▸ TEXT BLOCK:
- Born: 12 April 1927
- Died: 14 August 1994 (aged 67)
- Known for: Royal pardon after miscarriage of justice

= Patrick Meehan =

Received a pardon after a murder conviction (1927–1994)

Patrick Connolly Meehan (12 April 1927 - 14 August 1994) was the victim of a controversial miscarriage of justice in Scotland. Although he died a natural death (of throat cancer in Swansea) a number of people involved in the case died violent deaths, in clashes between former associates among Glasgow criminals. Meehan came from Glasgow and was a "peter man", a safe-blower with convictions for bank robbery.

In 1969, Rachael Ross was murdered during a robbery at her bungalow in Ayr by two men. Her husband (Abraham Ross) survived the robbery, and he reported that the robbers had addressed each other as "Pat" and "Jim". Police suspected two known criminals, Meehan and James Griffiths, who had been in the area. Griffiths panicked when the police tried to arrest him, and he went on a gun-toting rampage across Glasgow. He was shot dead by police, but only after he shot and injured several passers-by, one of whom later died. Meehan was arrested more peacefully and charged with the murder of Mrs. Ross. His solicitor was Joseph Beltrami, and his advocates were Nicholas Fairbairn and John Smith, who both later became high-ranking politicians.

▸ TASK BRIEF:
Rewrite the stretch of the Patrick Meehan article from "In 1969, Rachael" through "became high-ranking politicians.", switching "bungalow" to "cottage".

▸ DATASET ENTRIES:

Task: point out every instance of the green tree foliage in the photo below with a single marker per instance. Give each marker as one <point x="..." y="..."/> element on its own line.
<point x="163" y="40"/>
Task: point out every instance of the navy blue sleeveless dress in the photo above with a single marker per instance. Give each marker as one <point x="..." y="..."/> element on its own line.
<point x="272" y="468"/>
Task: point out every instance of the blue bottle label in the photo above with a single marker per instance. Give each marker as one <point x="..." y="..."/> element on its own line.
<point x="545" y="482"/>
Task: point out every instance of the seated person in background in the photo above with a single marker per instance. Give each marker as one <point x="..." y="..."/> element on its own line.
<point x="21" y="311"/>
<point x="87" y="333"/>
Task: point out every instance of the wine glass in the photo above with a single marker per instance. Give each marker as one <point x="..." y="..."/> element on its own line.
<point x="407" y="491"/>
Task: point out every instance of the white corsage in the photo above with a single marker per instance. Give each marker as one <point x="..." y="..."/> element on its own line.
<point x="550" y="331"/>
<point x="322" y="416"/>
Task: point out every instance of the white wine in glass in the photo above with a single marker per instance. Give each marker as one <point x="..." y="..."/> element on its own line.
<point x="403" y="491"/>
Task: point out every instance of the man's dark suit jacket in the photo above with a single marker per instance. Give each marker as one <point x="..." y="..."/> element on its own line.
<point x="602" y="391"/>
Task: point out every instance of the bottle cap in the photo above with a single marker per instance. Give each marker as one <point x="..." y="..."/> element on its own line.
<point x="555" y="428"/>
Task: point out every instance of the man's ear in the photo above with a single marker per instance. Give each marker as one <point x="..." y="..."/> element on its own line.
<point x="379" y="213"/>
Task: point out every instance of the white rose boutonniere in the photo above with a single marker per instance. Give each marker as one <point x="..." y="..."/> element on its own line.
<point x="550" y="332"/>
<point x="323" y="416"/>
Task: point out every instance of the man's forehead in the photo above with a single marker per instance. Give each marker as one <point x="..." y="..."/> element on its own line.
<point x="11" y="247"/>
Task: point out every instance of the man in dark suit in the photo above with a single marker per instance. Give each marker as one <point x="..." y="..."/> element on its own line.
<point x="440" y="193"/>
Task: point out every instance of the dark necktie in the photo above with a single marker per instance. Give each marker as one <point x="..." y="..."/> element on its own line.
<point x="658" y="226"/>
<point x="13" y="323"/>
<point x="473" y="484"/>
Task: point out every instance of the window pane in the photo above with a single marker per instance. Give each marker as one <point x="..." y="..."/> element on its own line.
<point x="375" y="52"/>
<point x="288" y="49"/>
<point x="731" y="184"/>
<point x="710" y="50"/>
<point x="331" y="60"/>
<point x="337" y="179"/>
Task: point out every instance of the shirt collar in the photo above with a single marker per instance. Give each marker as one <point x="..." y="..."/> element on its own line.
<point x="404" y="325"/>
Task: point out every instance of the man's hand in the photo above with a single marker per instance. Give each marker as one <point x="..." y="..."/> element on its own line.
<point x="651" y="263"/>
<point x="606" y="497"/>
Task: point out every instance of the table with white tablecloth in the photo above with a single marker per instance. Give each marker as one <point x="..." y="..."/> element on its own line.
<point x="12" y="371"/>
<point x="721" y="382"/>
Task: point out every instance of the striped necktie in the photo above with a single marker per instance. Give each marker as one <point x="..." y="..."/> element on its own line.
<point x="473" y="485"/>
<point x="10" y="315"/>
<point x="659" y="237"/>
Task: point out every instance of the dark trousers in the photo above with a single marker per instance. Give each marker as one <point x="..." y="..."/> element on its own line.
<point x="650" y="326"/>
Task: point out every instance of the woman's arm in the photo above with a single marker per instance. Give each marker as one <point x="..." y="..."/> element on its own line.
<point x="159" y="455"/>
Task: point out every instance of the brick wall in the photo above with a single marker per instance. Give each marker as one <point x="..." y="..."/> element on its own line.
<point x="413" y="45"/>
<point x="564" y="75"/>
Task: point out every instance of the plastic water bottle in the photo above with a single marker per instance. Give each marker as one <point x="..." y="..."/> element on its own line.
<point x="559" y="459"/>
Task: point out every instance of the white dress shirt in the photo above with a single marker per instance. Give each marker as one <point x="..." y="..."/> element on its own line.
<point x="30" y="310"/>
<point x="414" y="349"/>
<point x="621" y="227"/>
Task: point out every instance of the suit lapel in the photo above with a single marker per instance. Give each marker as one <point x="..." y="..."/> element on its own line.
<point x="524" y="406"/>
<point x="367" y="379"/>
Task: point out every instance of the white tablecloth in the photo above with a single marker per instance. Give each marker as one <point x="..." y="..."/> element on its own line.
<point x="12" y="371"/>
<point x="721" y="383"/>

==

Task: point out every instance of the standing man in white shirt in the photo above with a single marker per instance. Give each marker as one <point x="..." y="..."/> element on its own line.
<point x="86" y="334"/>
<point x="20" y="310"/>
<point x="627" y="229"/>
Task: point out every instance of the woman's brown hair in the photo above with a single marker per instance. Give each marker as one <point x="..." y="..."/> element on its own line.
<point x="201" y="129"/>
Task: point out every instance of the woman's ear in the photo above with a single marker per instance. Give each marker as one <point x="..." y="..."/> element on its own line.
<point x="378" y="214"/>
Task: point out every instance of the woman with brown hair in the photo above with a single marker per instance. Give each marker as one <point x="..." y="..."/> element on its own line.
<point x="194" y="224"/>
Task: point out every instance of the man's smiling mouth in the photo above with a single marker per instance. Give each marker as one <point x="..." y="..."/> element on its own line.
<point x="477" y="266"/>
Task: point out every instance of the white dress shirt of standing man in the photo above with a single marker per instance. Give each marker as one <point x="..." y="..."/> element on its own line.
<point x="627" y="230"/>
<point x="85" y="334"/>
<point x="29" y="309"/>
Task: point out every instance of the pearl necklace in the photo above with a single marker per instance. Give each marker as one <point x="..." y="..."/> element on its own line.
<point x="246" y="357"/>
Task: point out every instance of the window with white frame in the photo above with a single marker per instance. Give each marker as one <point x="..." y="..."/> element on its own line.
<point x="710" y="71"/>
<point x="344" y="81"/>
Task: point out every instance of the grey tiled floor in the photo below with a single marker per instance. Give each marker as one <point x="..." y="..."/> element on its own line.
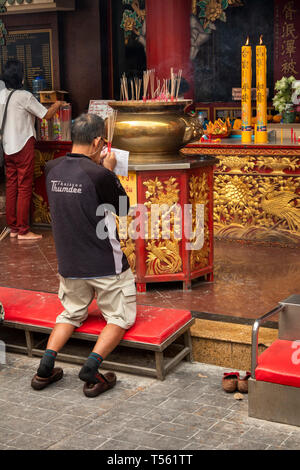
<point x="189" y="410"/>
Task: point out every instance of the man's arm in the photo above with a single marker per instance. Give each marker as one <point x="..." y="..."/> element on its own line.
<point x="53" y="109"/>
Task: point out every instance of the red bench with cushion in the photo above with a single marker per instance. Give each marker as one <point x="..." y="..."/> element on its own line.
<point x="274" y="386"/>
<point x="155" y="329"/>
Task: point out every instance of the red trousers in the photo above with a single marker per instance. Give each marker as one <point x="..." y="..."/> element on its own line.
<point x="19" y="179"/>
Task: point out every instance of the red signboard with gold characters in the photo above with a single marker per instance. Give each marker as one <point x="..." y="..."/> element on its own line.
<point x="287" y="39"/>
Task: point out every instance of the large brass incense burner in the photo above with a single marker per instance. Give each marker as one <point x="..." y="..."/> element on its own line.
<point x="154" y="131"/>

...

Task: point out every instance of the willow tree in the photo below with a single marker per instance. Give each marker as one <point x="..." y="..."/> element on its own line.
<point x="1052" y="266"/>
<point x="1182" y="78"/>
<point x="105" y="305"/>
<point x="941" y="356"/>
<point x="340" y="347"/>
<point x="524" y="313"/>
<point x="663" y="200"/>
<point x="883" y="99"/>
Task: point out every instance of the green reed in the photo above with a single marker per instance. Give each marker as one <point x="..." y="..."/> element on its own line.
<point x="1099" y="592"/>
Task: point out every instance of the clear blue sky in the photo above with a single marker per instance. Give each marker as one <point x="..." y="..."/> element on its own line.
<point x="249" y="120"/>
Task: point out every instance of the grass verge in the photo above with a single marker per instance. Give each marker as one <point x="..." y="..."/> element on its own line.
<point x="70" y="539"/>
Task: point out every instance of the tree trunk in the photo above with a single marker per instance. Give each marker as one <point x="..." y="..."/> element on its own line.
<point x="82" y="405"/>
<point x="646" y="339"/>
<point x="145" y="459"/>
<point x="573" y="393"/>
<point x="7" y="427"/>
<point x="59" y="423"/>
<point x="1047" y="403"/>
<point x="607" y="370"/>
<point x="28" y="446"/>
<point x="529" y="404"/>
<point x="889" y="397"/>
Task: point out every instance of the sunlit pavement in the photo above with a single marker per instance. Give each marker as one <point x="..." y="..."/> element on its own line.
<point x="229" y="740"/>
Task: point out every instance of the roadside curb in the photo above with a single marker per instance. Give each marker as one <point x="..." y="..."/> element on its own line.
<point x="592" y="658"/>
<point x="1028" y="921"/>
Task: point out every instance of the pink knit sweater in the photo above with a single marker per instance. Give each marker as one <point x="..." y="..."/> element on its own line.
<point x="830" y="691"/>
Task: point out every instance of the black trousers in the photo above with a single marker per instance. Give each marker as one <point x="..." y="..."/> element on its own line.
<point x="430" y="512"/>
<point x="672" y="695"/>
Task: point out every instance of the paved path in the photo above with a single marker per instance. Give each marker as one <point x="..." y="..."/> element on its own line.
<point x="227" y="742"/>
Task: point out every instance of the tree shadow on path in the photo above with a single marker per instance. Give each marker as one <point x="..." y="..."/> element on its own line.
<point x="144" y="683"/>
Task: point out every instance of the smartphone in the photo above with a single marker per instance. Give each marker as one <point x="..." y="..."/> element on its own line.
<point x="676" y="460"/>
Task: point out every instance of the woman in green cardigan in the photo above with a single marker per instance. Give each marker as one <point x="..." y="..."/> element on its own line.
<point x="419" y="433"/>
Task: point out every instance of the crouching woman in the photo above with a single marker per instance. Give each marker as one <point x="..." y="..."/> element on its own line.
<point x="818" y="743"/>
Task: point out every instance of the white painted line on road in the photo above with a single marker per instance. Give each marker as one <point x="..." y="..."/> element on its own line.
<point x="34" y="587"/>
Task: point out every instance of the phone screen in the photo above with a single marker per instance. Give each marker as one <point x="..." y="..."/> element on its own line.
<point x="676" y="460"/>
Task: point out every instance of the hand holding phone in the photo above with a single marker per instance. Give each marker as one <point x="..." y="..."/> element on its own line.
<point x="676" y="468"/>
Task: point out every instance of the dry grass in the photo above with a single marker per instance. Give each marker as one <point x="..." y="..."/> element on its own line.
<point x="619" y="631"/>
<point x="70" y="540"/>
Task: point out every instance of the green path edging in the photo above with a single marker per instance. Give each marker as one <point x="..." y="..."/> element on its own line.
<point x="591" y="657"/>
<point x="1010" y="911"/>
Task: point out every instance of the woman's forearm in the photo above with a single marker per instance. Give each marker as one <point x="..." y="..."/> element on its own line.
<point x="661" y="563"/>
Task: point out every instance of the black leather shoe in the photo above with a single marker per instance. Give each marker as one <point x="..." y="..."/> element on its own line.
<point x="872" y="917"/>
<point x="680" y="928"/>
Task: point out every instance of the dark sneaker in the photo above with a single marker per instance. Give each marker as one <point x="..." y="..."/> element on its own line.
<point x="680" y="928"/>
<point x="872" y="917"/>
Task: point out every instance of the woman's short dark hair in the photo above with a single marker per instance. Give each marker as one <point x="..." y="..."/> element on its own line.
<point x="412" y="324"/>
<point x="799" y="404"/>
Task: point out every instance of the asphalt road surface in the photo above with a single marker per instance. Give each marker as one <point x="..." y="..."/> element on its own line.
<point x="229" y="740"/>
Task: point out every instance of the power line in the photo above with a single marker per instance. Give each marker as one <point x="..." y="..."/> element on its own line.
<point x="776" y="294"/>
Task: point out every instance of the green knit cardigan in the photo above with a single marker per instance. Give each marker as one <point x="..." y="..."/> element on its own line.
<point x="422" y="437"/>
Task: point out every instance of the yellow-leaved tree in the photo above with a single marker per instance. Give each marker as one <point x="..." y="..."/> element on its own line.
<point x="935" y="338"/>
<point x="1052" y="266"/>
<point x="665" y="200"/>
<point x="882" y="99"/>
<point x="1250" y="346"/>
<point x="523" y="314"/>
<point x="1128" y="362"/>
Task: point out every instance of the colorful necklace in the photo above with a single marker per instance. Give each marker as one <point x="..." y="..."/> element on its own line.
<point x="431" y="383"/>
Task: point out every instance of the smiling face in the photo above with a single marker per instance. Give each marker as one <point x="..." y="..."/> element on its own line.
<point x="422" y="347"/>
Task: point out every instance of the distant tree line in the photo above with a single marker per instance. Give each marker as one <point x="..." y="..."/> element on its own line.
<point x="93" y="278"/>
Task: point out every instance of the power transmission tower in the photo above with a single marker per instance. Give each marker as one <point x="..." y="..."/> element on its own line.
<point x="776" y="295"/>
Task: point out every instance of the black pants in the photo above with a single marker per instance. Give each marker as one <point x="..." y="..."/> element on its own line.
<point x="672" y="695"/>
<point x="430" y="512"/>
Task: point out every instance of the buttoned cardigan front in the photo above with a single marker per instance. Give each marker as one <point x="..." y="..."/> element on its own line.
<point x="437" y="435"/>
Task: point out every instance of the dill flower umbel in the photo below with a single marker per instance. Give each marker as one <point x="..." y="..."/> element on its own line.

▸ ANSWER BOX:
In 1969, Rachael Ross was murdered during a robbery at her cottage in Ayr by two men. Her husband (Abraham Ross) survived the robbery, and he reported that the robbers had addressed each other as "Pat" and "Jim". Police suspected two known criminals, Meehan and James Griffiths, who had been in the area. Griffiths panicked when the police tried to arrest him, and he went on a gun-toting rampage across Glasgow. He was shot dead by police, but only after he shot and injured several passers-by, one of whom later died. Meehan was arrested more peacefully and charged with the murder of Mrs. Ross. His solicitor was Joseph Beltrami, and his advocates were Nicholas Fairbairn and John Smith, who both later became high-ranking politicians.